TASK DESCRIPTION => Restate all of the data exactly.

PROVIDED ENTRIES =>
>>>>

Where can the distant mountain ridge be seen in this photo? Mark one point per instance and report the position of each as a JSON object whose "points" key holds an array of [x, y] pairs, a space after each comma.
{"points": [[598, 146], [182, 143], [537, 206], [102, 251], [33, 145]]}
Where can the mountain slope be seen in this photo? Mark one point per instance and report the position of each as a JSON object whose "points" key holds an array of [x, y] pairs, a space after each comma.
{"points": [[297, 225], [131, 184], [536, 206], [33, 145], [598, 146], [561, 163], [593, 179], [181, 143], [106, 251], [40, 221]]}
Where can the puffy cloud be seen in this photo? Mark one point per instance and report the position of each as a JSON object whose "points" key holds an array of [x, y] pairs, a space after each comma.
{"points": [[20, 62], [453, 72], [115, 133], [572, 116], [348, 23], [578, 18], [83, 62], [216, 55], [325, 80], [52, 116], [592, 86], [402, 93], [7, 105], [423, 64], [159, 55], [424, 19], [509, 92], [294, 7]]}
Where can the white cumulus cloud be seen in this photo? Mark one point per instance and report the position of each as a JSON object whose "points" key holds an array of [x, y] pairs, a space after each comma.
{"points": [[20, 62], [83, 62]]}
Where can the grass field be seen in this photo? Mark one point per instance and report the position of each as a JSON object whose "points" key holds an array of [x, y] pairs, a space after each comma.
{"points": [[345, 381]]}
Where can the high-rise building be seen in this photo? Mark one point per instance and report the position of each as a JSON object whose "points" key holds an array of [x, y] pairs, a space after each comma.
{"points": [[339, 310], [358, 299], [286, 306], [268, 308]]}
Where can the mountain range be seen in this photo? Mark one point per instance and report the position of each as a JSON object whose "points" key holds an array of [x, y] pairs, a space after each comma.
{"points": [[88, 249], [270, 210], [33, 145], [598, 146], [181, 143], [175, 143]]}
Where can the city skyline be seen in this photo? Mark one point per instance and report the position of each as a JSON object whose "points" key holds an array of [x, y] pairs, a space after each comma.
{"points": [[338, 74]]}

<<<<

TASK OUTPUT =>
Where can the distant mountain ridge be seen in this photo? Mark one point per instance and report the position of each as a JSON object whose "points" key holds an array of [x, y] pairs, a space after each comma.
{"points": [[598, 146], [182, 143], [537, 206], [102, 251], [33, 145]]}
Where can the mountain slope be seen in this photo? Mark one point per instance and report the position of each as a JSON object whose "points" key holds an array of [x, y] pairs, a space after each comma.
{"points": [[297, 225], [131, 184], [536, 206], [33, 145], [598, 146], [561, 163], [593, 179], [181, 143], [106, 251], [40, 221]]}
Where can the puffy cloud be seen in this photo? Mark one point per instance and report the position of each as a JSON object whose "points" key holds an array of [x, y] pairs, a space after each comma.
{"points": [[20, 62], [453, 72], [115, 133], [572, 116], [348, 23], [578, 18], [83, 62], [216, 55], [325, 80], [52, 116], [592, 86], [402, 93], [7, 105], [423, 64], [159, 55], [424, 19], [509, 92], [294, 7]]}
Where can the white cumulus cloud be seen in this photo? Mark one point per instance and report the position of each as a JSON object whose "points" key holds an array of [x, y] pairs, a space after each comma.
{"points": [[20, 62], [83, 62]]}
Where can the grass field be seen in this photo? Mark one point per instance and report the position of each as a JSON object whose "points" key holds an array of [x, y] pairs, a space after each comma.
{"points": [[345, 381]]}
Where can the high-rise building be seen in this photo? Mark one point per instance and report the position of each as a JSON object whose "points" key holds an array of [x, y] pairs, a space after each comma.
{"points": [[339, 310], [358, 299], [286, 306], [268, 308]]}
Where can the mountain range be seen in this photo? Mark one point per instance and report the position of each as a JSON object whose "points" key holds an array of [x, y] pairs, a space after each comma.
{"points": [[88, 249], [270, 210], [33, 145], [598, 146], [181, 143], [175, 143]]}
Where can the city skyline be seen in this photo? Mark one point per instance and report the position of each as a JSON object whose "points" key holds an array of [x, y] pairs, a space after each comma.
{"points": [[338, 74]]}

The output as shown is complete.